[Labeled-object pointing rows]
-------------------------
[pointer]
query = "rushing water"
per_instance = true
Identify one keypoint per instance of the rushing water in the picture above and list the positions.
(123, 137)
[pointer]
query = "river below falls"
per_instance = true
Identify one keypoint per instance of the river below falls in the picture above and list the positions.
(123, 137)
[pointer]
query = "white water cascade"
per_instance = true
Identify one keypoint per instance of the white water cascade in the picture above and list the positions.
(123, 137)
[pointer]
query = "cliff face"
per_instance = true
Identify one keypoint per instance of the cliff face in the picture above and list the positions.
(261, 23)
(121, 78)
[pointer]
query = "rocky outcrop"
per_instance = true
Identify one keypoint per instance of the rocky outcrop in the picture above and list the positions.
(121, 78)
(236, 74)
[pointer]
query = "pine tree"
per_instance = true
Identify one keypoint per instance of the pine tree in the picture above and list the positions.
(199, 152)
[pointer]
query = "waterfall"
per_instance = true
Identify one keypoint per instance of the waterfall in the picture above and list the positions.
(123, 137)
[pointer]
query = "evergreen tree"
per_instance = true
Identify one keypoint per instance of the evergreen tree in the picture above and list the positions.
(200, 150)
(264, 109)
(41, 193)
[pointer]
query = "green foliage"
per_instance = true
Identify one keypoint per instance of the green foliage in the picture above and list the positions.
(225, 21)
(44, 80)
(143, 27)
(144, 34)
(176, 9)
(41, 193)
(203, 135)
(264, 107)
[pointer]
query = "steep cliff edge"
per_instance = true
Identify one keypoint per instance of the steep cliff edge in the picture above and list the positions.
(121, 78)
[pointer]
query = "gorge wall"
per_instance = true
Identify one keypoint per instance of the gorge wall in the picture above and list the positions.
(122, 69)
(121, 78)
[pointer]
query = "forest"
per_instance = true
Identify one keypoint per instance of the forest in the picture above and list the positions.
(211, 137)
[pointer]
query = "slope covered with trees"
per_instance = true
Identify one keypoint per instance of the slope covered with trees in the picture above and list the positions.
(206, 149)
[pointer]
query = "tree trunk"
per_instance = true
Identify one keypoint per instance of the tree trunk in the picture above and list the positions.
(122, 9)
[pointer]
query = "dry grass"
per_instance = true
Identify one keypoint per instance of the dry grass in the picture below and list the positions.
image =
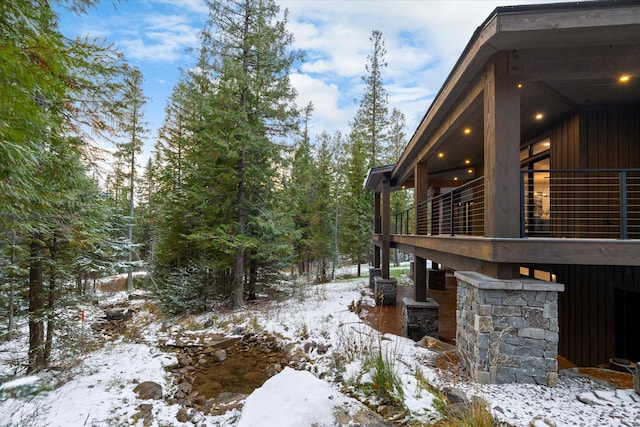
-------------------------
PROBLEM DESCRIPTION – Give only the number of lines in the rows above that contain the string "trees". Case counts.

ANSWER TO THIS TASK – 2